**DATASET ROWS:**
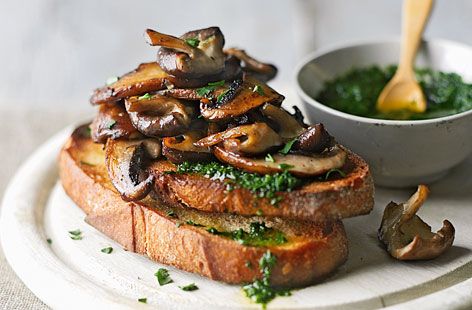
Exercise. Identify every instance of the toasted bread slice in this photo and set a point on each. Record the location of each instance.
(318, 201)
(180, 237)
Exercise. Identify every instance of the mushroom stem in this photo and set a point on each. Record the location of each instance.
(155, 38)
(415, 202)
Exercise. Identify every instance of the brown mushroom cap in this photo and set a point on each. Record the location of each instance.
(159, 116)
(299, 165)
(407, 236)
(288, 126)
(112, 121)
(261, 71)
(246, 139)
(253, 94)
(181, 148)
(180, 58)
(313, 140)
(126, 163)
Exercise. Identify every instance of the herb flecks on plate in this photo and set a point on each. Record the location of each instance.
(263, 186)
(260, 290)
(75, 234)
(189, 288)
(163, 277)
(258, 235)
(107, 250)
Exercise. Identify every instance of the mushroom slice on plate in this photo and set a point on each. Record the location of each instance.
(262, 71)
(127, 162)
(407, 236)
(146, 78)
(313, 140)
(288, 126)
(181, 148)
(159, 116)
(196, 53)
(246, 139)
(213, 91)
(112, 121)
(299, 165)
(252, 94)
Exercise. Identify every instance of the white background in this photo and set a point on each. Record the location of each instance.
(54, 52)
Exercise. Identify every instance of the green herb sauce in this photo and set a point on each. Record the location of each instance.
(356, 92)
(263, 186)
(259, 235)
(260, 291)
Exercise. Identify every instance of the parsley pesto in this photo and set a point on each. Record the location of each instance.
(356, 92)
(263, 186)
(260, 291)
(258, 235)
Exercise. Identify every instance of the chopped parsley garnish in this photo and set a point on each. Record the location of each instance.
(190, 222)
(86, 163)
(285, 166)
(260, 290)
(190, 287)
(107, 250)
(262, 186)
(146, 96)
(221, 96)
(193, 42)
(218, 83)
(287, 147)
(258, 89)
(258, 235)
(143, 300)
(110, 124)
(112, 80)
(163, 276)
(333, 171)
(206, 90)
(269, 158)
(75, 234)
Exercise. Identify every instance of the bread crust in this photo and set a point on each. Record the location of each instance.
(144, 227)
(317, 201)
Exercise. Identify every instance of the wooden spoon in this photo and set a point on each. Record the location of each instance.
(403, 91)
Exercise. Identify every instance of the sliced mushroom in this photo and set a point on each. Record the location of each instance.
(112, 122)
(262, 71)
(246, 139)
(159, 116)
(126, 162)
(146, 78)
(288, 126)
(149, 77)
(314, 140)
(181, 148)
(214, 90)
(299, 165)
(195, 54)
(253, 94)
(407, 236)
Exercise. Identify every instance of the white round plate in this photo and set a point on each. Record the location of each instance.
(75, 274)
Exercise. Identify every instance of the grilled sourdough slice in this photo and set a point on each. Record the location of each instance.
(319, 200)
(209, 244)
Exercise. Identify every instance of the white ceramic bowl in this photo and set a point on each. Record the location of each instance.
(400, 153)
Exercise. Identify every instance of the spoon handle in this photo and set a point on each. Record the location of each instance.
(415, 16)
==
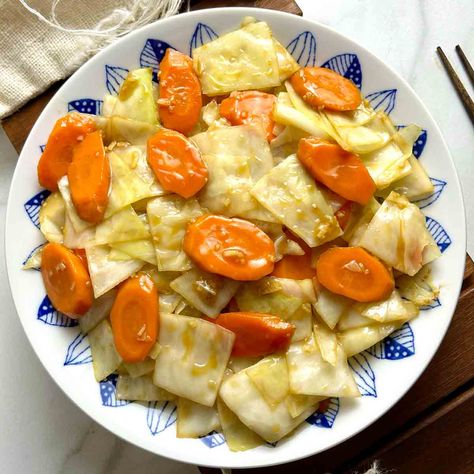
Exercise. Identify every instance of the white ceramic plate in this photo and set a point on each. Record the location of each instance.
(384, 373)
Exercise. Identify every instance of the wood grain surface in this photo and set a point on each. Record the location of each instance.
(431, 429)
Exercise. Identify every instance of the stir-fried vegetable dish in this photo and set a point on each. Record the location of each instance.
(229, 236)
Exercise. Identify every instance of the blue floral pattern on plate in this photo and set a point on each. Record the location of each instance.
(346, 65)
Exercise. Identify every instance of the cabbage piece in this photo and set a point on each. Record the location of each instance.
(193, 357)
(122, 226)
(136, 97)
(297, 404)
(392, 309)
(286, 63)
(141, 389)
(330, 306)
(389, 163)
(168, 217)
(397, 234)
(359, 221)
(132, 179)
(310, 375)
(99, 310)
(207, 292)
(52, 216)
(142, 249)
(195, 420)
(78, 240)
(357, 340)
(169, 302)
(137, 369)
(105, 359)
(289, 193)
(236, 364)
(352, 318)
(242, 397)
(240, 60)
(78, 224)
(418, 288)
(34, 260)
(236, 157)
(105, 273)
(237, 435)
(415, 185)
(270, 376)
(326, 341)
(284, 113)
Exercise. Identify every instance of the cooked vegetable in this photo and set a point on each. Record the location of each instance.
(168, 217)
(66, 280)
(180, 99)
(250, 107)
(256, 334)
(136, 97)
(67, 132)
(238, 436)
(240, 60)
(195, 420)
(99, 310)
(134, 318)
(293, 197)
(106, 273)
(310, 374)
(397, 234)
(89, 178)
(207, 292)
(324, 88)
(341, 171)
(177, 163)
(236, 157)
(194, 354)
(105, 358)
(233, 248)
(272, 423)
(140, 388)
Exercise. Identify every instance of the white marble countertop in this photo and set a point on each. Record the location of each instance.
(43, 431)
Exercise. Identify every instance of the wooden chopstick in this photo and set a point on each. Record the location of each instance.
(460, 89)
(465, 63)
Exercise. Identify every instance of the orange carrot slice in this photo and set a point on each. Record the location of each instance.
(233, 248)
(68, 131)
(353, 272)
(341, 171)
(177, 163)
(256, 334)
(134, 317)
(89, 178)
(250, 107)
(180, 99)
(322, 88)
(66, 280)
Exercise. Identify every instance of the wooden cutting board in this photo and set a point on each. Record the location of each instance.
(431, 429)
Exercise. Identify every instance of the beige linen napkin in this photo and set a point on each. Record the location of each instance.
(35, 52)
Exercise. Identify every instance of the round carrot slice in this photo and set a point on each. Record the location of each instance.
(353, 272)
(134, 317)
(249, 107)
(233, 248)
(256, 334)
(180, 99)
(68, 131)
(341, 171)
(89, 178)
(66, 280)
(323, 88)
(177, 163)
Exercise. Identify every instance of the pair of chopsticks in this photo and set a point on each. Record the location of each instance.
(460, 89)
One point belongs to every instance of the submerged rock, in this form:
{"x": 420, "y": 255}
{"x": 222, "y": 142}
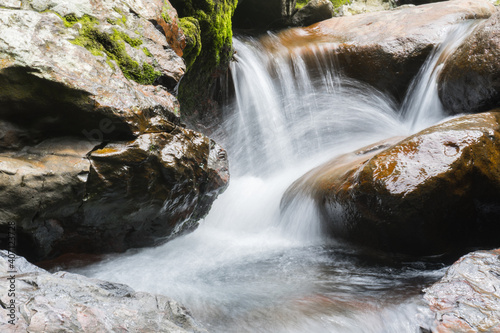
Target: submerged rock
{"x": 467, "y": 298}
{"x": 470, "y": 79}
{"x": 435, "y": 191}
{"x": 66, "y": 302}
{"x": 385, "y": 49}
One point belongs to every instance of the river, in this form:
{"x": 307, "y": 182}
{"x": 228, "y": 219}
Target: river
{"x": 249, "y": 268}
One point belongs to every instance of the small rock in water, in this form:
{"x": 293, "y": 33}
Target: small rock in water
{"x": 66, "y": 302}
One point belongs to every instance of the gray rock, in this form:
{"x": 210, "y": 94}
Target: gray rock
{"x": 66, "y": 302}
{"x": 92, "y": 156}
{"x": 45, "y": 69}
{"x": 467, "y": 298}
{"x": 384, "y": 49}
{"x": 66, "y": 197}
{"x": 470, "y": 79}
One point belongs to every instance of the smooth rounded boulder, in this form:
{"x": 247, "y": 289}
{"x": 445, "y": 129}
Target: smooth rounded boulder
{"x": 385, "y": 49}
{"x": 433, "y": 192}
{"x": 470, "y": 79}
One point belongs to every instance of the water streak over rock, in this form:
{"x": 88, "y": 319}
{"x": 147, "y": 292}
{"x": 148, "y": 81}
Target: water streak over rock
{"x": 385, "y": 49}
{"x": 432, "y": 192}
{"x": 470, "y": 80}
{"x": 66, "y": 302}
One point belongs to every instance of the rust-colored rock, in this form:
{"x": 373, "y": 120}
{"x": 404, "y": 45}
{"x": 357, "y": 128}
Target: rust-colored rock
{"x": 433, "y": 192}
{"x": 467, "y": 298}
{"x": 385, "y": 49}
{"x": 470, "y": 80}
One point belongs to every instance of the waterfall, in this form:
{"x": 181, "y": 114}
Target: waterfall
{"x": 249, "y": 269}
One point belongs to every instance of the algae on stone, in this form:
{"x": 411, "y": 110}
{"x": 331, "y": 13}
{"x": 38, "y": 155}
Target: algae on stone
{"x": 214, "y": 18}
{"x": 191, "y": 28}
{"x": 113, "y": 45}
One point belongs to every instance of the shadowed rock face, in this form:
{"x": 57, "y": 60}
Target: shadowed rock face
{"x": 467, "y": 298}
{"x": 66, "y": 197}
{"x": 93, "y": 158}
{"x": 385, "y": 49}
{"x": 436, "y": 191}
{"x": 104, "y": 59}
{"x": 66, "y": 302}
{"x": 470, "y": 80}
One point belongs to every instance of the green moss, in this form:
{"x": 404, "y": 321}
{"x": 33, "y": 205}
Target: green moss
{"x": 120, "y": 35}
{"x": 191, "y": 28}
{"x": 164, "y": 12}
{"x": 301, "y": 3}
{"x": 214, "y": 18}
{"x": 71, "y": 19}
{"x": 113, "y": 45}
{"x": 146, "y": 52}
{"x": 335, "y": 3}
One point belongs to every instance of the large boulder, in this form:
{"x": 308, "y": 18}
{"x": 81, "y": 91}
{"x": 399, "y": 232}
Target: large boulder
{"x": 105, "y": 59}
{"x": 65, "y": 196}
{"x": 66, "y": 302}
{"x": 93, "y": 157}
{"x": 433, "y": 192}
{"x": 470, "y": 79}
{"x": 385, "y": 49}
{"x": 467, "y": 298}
...
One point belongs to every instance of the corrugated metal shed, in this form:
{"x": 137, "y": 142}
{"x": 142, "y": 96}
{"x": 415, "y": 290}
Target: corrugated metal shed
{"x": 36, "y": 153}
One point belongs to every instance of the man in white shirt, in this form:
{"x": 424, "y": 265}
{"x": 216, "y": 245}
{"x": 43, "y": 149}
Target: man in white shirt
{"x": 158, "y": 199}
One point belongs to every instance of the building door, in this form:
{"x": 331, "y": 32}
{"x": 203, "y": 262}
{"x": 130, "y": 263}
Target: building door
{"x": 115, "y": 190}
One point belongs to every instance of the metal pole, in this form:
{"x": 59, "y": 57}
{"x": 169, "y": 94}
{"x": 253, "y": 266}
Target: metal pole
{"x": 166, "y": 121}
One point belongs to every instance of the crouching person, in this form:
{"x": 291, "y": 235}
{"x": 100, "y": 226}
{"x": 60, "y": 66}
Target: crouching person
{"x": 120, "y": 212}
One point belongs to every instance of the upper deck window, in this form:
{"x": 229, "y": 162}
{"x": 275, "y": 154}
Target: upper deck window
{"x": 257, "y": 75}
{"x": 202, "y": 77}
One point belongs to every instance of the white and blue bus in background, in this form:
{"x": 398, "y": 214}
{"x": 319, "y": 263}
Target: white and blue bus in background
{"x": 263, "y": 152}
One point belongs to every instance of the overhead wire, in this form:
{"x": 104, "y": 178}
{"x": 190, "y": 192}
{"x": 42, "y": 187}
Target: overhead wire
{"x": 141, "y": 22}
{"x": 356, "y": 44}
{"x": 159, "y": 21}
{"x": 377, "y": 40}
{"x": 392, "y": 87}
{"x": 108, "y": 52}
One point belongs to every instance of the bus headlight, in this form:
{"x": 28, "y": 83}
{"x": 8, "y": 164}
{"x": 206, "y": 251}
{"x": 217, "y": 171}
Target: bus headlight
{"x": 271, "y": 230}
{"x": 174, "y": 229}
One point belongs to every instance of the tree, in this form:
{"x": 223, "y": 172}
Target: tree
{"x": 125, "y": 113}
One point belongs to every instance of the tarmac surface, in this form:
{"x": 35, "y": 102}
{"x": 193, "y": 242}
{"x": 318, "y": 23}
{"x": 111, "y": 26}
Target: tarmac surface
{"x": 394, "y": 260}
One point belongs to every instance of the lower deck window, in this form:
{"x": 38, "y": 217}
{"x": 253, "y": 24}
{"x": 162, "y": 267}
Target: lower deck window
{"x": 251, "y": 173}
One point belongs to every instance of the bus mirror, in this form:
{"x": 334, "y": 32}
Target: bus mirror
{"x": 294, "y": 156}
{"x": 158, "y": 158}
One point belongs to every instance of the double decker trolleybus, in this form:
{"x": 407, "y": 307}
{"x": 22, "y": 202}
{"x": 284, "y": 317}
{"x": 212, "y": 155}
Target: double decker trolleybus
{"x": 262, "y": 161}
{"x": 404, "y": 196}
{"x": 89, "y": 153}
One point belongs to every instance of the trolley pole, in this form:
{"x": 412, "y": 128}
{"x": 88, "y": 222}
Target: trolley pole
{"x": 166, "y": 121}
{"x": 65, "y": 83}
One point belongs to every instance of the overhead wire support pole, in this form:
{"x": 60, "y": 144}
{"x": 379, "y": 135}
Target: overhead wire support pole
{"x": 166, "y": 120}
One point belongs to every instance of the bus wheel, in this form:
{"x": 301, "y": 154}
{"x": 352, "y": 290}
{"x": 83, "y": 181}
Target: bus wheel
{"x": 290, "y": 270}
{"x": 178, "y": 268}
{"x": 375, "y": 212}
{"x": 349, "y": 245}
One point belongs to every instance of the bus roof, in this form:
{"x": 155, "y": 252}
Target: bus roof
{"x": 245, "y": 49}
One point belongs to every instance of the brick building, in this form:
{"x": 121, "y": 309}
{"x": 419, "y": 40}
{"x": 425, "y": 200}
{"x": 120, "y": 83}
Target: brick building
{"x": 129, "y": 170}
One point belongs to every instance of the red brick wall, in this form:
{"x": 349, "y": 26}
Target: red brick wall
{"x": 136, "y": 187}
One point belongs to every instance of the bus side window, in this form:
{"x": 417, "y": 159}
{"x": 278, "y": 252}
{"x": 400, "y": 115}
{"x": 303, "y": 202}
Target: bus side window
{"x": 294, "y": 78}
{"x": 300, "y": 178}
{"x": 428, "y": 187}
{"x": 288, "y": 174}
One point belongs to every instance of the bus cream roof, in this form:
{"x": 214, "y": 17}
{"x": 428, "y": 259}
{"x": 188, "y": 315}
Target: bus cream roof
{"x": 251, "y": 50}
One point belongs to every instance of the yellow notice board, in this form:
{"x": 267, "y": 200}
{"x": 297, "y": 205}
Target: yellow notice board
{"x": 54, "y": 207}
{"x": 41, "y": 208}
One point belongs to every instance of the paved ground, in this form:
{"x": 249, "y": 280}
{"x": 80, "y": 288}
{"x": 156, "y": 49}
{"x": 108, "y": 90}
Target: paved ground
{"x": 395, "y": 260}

**CHALLENGE:** Tally the lines above that contain the string "trolleybus", treating uppercase and lowercase as different. Reply with the number only.

**RESULT FOR THIS EXERCISE:** 2